**TO DO:** Copy each of the records below word for word.

START GIVEN DATA

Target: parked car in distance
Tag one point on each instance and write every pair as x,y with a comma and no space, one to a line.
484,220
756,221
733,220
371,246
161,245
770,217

END GIVEN DATA

**RESPONSE TO THE TASK:**
Target: parked car in distance
Tag one point on each instance and write every pair as x,y with a comma and no space, one to a line.
484,220
756,221
733,220
371,246
161,245
770,217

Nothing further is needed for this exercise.